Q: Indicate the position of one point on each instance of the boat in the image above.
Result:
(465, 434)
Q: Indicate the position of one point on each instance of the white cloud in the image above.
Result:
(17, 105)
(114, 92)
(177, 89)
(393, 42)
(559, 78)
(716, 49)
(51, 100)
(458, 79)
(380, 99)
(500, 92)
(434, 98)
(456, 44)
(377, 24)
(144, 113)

● ● ●

Find each line in the listing above that contains "Indicate", and copy that line.

■ Output for this task:
Q: Indicate the position of one point on each instance of the boat in the image above.
Q: Indicate the position of one point on each instance of the white cloud in the image above.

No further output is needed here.